#### [Given data]
▼▼▼

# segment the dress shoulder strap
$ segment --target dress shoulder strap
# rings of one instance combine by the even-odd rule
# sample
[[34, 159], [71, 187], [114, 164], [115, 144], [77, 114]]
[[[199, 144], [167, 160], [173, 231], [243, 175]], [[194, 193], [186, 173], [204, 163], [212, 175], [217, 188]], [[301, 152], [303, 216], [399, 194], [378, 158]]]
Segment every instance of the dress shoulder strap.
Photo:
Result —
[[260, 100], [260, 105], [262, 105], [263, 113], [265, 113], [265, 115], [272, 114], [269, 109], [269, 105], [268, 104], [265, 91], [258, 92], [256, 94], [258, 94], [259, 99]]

▲▲▲

#### [Work instructions]
Extract the complete listing verbatim.

#### [Expected answer]
# segment the dress shoulder strap
$ segment --target dress shoulder strap
# rings of one instance combine by the even-odd rule
# sample
[[34, 159], [71, 187], [114, 164], [115, 144], [77, 114]]
[[[199, 144], [167, 160], [173, 231], [243, 175]], [[194, 193], [186, 173], [204, 163], [212, 175], [217, 188]], [[301, 152], [303, 216], [399, 194], [378, 158]]]
Segment every instance of the dress shoulder strap.
Photo:
Result —
[[260, 100], [260, 105], [262, 105], [263, 113], [265, 113], [265, 115], [272, 114], [269, 109], [269, 105], [268, 104], [265, 91], [258, 92], [256, 94], [258, 94], [259, 99]]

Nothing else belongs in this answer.